>>>>>
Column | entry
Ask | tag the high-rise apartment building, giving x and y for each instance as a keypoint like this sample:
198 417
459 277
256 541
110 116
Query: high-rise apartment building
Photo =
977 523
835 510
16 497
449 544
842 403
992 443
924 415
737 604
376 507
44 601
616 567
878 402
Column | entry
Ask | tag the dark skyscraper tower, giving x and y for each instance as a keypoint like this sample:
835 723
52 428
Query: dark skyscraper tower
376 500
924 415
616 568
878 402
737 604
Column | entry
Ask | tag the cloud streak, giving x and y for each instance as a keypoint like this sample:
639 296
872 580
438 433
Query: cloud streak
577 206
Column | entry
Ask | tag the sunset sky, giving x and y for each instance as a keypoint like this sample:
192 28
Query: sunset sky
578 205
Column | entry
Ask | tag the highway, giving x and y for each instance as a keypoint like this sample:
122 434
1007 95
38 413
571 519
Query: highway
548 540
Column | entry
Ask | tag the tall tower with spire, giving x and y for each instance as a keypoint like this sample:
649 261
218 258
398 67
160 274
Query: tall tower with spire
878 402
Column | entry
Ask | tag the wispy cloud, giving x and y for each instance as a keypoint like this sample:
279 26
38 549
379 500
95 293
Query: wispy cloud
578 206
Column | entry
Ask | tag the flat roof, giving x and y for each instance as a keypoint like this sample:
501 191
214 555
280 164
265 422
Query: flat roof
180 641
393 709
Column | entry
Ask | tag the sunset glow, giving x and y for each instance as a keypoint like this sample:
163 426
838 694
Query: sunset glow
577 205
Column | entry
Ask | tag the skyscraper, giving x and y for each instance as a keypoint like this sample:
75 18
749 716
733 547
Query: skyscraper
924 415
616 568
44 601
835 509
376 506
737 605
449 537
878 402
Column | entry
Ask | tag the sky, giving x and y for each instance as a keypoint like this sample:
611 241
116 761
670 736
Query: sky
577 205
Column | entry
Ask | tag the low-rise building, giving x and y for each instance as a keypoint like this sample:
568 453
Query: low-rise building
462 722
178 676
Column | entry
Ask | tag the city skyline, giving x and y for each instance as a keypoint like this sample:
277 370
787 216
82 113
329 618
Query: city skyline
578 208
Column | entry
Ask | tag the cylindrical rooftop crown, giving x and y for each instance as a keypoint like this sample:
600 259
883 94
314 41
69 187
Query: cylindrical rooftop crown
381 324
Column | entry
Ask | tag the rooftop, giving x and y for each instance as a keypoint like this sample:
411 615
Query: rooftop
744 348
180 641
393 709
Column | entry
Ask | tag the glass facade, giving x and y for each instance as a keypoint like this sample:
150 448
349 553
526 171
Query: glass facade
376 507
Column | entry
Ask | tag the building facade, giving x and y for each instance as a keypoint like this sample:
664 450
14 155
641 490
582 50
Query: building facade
<<<<<
## PROMPT
Pull out each record as written and restate it exactly.

## SOLUTION FOR THIS EXERCISE
Column | entry
Ask | tag the high-rise apartment building, giving x and y for each instance as a keypoint like this sample:
198 417
459 277
256 541
110 116
Query: high-rise apartment building
Photo =
977 523
835 510
16 497
449 544
842 403
992 443
924 415
737 604
376 507
44 601
616 567
878 402
Column | entry
Ask | tag the dark skyscraper tower, giving x and y for each instance as a keypoint like this sample:
835 723
52 428
Query: dark skyscraper tower
376 500
924 415
616 568
878 402
737 604
Column | entry
Ask | tag the cloud streak, giving x and y for each instance as a keypoint like this sample:
639 296
872 580
438 433
Query: cloud streak
577 206
Column | entry
Ask | tag the sunset sky, giving x and y for each instance as a keypoint like this sample:
192 28
Query: sunset sky
578 205
Column | entry
Ask | tag the highway, giving x and y for each instance as a keypoint like this sample:
122 434
1007 95
38 413
571 519
Query: highway
548 540
Column | entry
Ask | tag the tall tower with spire, giving x and y for each instance as a keypoint like this sample:
649 261
218 258
398 67
160 274
Query: tall tower with spire
878 402
Column | entry
Ask | tag the wispy cloud, giving x and y for each instance as a keypoint like this sample:
279 26
38 549
379 500
95 293
Query: wispy cloud
578 206
Column | entry
Ask | tag the flat roof, giving x and y for each instance as a keypoint like this sample:
501 191
214 555
280 164
265 422
Query: flat roof
180 641
393 709
Column | entry
Ask | tag the sunset glow, giving x and y for each instance as a keypoint like this sample:
163 426
838 694
Query: sunset glow
577 205
Column | entry
Ask | tag the skyscraper, giving x and y for each instance as a keypoint like this sample:
75 18
749 716
733 547
Query: skyscraper
924 415
616 568
44 601
835 509
376 506
737 605
449 537
878 402
Column | entry
Ask | tag the sky, giving x and y for each instance as a keypoint like this sample:
611 241
116 761
670 736
Query: sky
577 205
Column | entry
Ask | tag the low-rise building, giving x and y for each instance as a keypoint like this sample:
568 453
Query: low-rise building
462 722
178 676
Column | entry
Ask | tag the city skyline, giving x and y for each instance as a keypoint like this sample:
277 370
787 216
82 113
329 618
Query: city skyline
578 208
Column | entry
Ask | tag the cylindrical rooftop crown, giving x and y for each instance as a keypoint like this sample:
600 259
883 94
314 41
69 187
Query: cylindrical rooftop crown
381 324
Column | entry
Ask | tag the rooftop, giving x and y for each instance as a keypoint like this sample:
411 615
Query: rooftop
744 348
180 641
393 709
Column | entry
Ask | tag the glass facade, giving x and y for each instance as a keypoint like this sample:
150 448
349 553
526 171
Query: glass facade
376 507
Column | entry
Ask | tag the building facade, giving x and y for each instance as a keypoint like this sample:
664 450
14 155
641 490
582 50
Query: building facade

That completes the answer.